**Task directions**
What lines of the data below hold "this"? Show them.

**Source information**
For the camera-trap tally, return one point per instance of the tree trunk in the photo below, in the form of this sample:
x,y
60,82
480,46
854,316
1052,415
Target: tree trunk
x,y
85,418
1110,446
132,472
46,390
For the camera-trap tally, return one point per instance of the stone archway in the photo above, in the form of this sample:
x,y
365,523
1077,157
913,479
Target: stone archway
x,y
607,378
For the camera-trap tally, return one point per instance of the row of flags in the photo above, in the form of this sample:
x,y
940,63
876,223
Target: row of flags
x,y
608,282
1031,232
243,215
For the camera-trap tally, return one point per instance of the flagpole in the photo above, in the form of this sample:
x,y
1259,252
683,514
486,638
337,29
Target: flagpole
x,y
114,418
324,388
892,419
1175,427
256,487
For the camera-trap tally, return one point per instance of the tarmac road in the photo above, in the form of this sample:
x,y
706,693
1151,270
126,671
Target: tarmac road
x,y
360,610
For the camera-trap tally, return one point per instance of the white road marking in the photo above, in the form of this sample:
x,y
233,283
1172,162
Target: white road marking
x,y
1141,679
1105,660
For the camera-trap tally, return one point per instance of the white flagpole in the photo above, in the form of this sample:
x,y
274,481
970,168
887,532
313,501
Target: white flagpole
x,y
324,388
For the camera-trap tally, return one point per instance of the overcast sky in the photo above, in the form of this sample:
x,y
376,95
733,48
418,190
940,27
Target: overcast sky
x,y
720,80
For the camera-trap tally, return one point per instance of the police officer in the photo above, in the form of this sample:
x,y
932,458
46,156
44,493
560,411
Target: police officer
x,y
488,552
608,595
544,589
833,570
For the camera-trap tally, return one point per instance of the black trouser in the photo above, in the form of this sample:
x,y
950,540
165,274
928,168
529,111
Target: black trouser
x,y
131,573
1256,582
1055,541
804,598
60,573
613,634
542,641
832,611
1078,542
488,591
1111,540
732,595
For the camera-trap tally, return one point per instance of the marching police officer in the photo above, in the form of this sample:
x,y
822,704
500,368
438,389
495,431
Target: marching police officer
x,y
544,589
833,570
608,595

**Finished exercise**
For the camera-trap tally, return one point per instance of the tree trunk in the photo below, in the form of this sample:
For the camera-trap tally, return one point per instance of the stone archway in the photo above, in the form of this sample:
For the camera-trap tally, return one point per instance of the row of flags in the photo above, in the form of this sample:
For the camera-trap tally, return one point per instance of the flagpole in the photo above, in the form of this sample:
For the camera-trap tally, return one point per instance of the tarmac road in the photo above, in the form of this sample:
For the camera-trap tally, return one point per instance of the white road marking in the photo above, in the form of this sample:
For the camera-trap tally, return one point per instance of the white flagpole in the photo above, in the form of this sample:
For the camera-trap tally, return one point per instance of the overcast sky in the photo above, in the form of this sample:
For the camera-trap tally, return one point per instance of the police officer in the photo above, in the form of this sample:
For the camera-trap tally, return one point per instance of the black trouser in the photo above, in the form of this sample:
For the camera-trap tally, return one point per instance of the marching police officer in the photo above, in the form of this sample:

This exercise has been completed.